## Task instructions
Will you give every entry again exactly as it stands?
▬▬▬▬▬▬▬▬▬▬
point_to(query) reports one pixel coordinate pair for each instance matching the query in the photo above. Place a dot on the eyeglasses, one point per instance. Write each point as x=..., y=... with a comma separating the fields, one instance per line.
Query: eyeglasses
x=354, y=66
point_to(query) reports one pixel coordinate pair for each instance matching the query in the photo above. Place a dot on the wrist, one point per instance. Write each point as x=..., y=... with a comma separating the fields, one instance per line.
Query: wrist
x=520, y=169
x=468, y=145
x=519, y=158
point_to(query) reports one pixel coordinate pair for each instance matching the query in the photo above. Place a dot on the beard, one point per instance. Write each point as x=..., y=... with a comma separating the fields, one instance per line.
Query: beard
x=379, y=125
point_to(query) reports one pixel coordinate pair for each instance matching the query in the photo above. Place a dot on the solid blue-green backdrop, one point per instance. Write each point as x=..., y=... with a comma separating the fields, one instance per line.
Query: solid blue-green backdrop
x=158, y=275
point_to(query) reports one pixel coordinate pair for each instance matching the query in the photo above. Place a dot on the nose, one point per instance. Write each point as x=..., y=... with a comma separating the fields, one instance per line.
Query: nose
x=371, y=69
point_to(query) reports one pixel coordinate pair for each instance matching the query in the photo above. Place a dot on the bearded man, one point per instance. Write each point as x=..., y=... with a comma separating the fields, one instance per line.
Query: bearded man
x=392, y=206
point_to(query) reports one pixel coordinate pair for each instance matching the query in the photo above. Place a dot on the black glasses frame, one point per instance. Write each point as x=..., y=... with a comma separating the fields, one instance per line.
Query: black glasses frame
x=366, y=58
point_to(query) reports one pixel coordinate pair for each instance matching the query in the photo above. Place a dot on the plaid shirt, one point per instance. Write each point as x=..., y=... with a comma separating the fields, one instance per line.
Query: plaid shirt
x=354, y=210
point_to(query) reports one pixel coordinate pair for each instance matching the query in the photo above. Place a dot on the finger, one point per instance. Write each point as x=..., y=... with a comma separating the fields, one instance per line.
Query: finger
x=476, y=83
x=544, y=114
▬▬▬▬▬▬▬▬▬▬
## Answer below
point_to(query) reports one pixel coordinate pair for each instance matching the query in the photo above. Place a dot on the eyeglasses, one point per instance. Write each point as x=..., y=... with a comma separating the fields, one instance per line.
Query: eyeglasses
x=354, y=66
point_to(query) reports one pixel coordinate pair for each instance matching the query in the photo above. Place a dot on the wrist, one point per instance. Write each point as x=..., y=... with a comma separating the fields, one instance per line.
Query: wrist
x=520, y=169
x=468, y=145
x=519, y=158
point_to(query) reports one pixel coordinate pair for each instance matching the query in the photo above. Place a dot on the beard, one point per instance. Write each point as x=..., y=... with a comma separating the fields, one instance per line.
Query: beard
x=379, y=125
point_to(query) reports one pixel coordinate pair for each instance matching the query in the photo above. Place a dot on the solid blue-green backdrop, one point per instance. Write each point as x=..., y=... with a comma separating the fields, one instance per line.
Query: solid blue-green backdrop
x=158, y=275
point_to(query) reports one pixel coordinate pair for each instance matching the query in the photo above. Place a dot on the nose, one point per instance. Write each point as x=..., y=... with a comma separating the fields, one instance per line.
Query: nose
x=371, y=69
point_to(query) reports one pixel coordinate pair for each instance matching the query in the photo above. Place a dot on the bearded man, one point per instance. Write each point as x=..., y=... with a comma separating the fields, one instance per line.
Query: bearded man
x=392, y=206
point_to(query) reports one pixel coordinate pair for each instance matching the query in the photo above. Place a dot on the black glasses frame, one point per instance. Write each point as x=..., y=... with a comma separating the fields, one instance per line.
Query: black glasses frame
x=366, y=58
point_to(query) reports one pixel coordinate pair for each instance matching the query in the photo above. Place a dot on the plaid shirt, one point per instance. Write each point as x=..., y=... with a comma separating the fields, one instance per line.
Query: plaid shirt
x=354, y=210
point_to(query) reports one pixel coordinate pair for each instance matching the query in the photo above. Place a dot on the finger, one point per instance. Write each point as x=..., y=... with a comma separating the fields, one instance per line.
Query: finger
x=476, y=83
x=544, y=114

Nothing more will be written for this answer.